* [Task prompt]: Across all lines of the entries, tally those with the word "denim" in them. The reply is the tally, by itself.

[Saved entries]
=====
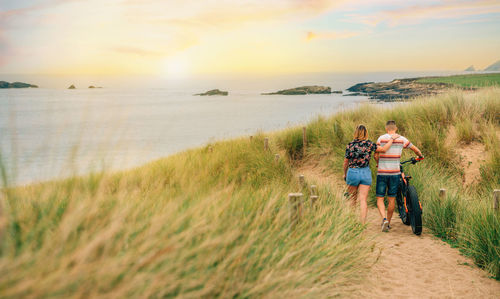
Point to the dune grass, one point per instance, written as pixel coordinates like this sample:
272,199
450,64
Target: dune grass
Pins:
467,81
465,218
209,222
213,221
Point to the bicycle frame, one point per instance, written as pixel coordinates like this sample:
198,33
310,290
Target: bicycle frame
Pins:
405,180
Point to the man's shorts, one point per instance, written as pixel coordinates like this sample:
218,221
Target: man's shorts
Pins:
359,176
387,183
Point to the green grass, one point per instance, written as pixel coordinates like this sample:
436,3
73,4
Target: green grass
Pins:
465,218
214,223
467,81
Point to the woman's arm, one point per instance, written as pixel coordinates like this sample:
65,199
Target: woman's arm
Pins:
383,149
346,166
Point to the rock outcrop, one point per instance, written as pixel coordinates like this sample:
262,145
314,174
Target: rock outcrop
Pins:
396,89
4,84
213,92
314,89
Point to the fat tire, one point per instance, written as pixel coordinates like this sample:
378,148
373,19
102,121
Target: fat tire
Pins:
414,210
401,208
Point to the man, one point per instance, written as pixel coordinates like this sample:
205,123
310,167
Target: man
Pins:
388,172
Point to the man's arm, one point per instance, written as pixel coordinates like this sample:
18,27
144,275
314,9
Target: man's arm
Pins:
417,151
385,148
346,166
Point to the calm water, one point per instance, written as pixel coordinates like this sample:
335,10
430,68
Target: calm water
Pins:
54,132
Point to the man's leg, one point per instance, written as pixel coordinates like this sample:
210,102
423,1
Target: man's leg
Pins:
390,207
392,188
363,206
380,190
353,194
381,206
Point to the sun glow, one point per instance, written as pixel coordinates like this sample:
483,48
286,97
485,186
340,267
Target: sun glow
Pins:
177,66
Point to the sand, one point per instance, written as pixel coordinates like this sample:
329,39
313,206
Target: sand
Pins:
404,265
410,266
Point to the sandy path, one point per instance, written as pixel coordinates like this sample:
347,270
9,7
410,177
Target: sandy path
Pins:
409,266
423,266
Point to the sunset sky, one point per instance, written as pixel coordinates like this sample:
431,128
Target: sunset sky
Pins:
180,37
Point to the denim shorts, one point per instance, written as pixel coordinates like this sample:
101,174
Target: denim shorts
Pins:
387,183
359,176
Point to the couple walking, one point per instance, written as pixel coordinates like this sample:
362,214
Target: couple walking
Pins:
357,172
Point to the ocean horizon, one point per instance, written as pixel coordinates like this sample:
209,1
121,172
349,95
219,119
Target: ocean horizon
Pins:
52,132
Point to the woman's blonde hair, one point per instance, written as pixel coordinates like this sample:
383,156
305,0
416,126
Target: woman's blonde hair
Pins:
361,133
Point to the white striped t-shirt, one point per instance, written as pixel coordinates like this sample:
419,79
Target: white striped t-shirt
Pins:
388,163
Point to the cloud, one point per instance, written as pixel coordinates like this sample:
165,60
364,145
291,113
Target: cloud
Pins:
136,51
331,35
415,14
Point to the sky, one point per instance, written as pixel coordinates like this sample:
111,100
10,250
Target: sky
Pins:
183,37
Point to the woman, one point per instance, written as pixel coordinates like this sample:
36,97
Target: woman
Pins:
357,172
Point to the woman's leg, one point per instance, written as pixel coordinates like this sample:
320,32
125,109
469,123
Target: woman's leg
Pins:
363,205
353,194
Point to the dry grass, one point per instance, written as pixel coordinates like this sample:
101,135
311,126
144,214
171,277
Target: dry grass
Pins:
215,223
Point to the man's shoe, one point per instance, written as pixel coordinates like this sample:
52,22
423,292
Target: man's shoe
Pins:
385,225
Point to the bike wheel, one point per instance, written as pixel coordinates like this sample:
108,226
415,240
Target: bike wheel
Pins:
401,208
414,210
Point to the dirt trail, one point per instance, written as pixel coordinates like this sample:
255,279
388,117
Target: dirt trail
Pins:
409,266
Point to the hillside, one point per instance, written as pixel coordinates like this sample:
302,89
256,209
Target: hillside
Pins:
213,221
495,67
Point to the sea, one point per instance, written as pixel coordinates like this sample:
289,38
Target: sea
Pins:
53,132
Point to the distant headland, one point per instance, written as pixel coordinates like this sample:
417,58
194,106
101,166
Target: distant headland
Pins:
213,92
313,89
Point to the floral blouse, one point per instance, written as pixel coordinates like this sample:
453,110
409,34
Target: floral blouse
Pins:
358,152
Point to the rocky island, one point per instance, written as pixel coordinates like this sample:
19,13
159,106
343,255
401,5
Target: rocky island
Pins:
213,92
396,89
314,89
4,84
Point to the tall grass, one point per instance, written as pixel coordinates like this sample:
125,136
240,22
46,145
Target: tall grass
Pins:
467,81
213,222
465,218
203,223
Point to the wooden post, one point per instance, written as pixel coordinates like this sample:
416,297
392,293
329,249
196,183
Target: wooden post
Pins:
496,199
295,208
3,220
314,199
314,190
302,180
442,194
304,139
=====
* [Solution to this exercise]: 2